→ WORK INSTRUCTIONS
Transcribe the records exactly, from the line containing "skyline. Write the coordinates, one line per instance." through the end of the records.

** START **

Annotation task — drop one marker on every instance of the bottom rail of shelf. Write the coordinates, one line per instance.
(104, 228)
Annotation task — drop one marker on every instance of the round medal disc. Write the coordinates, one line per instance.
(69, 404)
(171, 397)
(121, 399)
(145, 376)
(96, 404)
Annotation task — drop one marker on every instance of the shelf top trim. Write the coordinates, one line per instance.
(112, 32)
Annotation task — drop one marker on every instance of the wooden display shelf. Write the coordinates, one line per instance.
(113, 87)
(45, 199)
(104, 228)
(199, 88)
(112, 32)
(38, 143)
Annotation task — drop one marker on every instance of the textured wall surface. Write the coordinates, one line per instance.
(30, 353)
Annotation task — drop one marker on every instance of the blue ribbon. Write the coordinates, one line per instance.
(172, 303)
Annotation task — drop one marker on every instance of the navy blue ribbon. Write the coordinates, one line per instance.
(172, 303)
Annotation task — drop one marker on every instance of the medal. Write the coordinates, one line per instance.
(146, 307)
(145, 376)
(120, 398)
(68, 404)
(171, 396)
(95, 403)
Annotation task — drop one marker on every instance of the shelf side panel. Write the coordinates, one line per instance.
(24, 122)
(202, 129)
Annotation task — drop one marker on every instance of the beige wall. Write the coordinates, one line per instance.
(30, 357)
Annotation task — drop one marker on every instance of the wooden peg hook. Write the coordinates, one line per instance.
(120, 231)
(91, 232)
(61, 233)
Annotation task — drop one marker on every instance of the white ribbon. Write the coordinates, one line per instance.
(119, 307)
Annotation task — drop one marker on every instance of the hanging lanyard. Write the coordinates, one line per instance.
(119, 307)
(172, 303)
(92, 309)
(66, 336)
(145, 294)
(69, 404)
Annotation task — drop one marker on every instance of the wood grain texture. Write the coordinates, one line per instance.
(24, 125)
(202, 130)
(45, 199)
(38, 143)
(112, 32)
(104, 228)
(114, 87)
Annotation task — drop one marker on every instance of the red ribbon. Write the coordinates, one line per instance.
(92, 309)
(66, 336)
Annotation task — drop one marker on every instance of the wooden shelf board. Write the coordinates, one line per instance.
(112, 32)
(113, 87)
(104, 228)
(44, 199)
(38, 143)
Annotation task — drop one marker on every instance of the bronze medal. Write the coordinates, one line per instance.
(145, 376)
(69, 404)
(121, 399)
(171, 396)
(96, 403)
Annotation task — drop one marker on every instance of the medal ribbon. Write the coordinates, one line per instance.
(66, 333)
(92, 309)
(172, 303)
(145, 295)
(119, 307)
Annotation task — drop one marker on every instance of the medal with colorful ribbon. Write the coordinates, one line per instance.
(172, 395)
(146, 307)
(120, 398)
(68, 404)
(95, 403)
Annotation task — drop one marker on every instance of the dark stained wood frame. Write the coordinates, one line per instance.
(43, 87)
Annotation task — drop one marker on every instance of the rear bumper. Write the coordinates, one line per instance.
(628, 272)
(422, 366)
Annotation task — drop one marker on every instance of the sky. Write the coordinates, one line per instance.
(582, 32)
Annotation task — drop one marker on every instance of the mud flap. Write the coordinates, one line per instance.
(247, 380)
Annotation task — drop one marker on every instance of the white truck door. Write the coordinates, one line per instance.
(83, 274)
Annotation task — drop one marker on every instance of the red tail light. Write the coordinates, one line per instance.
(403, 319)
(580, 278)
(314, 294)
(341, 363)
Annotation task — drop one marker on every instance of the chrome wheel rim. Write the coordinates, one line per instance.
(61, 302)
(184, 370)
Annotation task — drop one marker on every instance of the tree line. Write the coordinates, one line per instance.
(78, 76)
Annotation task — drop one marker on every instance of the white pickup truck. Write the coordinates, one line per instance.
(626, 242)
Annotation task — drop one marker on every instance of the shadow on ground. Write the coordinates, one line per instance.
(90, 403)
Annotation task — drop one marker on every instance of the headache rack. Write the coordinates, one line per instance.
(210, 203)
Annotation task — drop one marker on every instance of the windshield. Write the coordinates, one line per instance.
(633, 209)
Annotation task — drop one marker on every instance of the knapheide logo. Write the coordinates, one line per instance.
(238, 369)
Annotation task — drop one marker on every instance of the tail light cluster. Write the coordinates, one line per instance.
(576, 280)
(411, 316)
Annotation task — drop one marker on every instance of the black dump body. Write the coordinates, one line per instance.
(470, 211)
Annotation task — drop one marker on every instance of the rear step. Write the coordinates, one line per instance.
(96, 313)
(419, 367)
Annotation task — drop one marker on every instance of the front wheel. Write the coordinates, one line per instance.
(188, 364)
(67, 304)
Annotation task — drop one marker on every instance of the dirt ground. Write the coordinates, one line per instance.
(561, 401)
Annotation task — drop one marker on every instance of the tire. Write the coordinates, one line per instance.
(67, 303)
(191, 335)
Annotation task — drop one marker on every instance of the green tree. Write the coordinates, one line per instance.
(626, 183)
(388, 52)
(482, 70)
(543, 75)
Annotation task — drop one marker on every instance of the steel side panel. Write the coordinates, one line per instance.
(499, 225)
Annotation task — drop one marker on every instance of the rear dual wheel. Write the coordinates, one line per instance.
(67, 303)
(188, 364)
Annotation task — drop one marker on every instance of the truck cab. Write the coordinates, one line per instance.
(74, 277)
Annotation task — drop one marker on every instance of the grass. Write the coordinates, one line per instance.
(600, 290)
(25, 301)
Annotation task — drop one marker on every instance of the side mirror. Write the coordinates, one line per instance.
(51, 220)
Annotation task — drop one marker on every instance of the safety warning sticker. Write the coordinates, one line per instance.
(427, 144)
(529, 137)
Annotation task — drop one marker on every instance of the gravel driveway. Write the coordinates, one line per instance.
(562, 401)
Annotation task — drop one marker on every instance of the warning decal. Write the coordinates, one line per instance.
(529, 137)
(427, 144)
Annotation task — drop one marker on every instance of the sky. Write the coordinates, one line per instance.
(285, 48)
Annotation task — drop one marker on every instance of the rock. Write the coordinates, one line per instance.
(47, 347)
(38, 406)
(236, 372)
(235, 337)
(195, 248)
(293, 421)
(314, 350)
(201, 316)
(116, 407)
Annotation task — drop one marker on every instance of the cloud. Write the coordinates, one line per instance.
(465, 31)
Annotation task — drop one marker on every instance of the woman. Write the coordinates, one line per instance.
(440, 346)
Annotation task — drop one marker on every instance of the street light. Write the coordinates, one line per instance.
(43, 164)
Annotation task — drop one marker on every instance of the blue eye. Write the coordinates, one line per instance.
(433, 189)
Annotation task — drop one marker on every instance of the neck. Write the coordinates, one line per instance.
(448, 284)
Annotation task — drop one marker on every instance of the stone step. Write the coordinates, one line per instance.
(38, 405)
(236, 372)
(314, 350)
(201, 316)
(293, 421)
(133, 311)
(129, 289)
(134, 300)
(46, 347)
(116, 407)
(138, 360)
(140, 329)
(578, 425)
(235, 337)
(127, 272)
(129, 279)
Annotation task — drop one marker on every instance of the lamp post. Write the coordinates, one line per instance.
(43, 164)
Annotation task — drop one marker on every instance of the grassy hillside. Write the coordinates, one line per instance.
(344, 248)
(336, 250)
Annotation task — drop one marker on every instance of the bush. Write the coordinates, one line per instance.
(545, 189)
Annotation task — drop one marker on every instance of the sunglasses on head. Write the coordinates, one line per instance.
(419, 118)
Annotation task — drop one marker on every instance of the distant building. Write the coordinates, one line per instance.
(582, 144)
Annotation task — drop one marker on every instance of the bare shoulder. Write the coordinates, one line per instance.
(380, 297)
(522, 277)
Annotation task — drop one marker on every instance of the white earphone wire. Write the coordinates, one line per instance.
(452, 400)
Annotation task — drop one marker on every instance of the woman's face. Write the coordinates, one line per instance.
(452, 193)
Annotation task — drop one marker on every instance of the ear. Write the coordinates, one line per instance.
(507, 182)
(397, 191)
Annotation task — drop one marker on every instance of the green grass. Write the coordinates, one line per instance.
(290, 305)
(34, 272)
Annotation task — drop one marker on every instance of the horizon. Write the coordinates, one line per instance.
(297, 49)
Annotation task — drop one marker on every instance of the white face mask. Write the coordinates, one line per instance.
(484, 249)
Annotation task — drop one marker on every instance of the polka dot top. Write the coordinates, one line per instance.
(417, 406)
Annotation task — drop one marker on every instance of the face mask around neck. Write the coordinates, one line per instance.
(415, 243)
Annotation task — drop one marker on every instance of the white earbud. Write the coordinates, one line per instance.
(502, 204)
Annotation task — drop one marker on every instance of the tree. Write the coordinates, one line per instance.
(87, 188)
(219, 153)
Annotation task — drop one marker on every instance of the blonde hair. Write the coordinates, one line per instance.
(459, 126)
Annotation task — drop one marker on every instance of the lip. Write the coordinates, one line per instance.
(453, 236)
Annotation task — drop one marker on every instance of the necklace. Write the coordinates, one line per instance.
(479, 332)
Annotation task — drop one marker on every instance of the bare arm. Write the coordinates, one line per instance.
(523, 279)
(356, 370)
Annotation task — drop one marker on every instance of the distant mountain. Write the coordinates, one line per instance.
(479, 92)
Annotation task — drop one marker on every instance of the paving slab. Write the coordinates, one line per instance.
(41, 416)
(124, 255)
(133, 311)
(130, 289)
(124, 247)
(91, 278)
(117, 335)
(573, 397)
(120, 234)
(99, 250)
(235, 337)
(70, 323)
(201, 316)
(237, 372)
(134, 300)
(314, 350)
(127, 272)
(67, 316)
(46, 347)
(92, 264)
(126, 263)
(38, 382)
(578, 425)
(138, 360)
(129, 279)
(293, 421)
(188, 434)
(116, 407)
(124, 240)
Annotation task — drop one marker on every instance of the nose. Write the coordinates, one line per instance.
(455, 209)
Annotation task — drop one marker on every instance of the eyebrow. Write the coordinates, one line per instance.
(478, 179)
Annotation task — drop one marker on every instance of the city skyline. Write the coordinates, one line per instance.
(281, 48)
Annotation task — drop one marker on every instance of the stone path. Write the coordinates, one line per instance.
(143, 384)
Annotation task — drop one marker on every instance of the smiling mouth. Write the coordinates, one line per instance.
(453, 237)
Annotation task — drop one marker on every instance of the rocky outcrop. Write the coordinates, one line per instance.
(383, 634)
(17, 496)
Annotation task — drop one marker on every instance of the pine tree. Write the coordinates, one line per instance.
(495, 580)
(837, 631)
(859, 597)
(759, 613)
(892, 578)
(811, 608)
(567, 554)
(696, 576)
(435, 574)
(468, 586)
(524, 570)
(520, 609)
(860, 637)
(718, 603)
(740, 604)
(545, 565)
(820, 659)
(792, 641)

** END **

→ SOLUTION FOR THIS PROBLEM
Annotation task — drop one marker on every instance of the city skyline. Write the coordinates, one line per instance.
(281, 48)
Annotation task — drop one marker on every instance of the stone path. Write the coordinates, one line per instance.
(143, 384)
Annotation task — drop one marker on every instance of the smiling mouth. Write the coordinates, one line per instance.
(453, 237)
Annotation task — drop one marker on every instance of the rocky outcrop. Write the coordinates, one line per instance.
(383, 634)
(17, 496)
Annotation task — drop one marker on every instance of the pine tree. Write the coordinates, one line per instance.
(495, 580)
(837, 631)
(859, 597)
(759, 613)
(892, 578)
(811, 608)
(567, 554)
(696, 576)
(435, 574)
(468, 586)
(524, 570)
(520, 609)
(860, 637)
(718, 603)
(740, 604)
(545, 565)
(820, 659)
(792, 641)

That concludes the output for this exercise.